-------- Exercise input

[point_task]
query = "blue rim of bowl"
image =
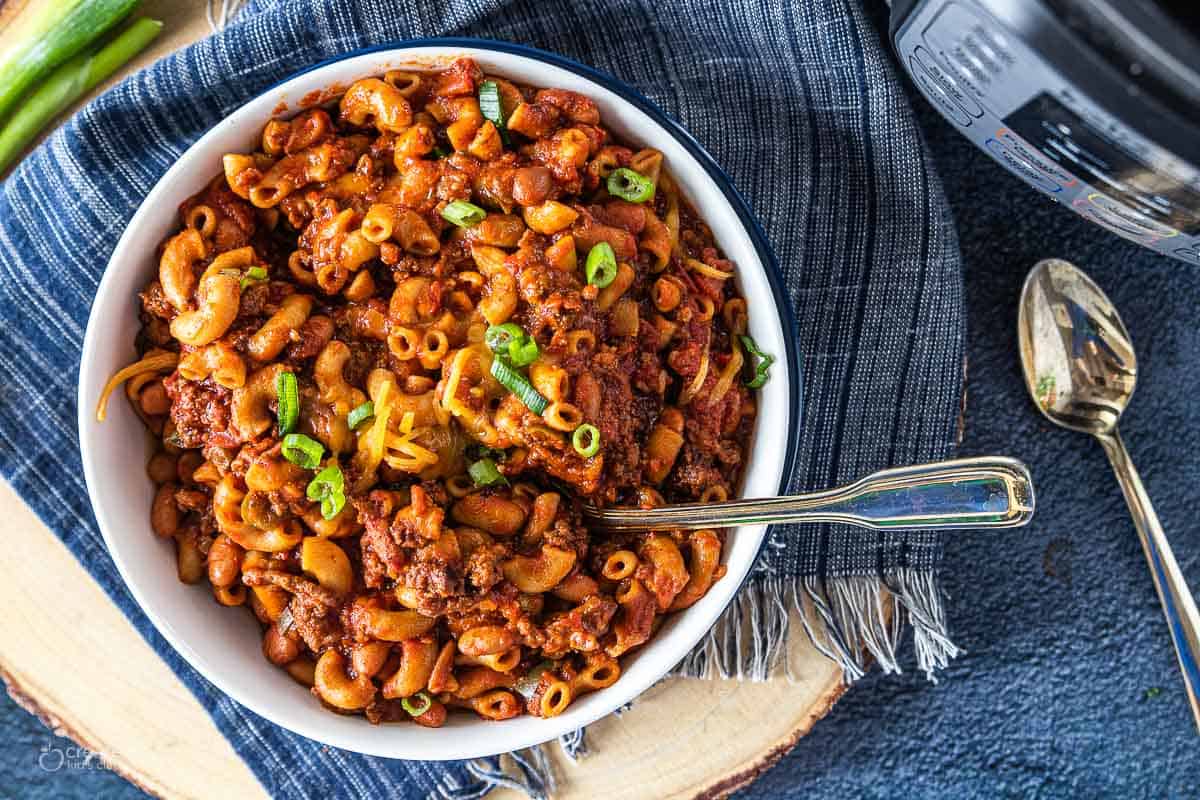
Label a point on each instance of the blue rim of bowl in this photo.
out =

----------------

(What the task asks) Reproduce every line of the items above verbatim, omitting the pictures.

(Reply)
[point_task]
query = "blue rim of bowl"
image =
Label a point on each instance of the blue rim of bowl in this photo.
out =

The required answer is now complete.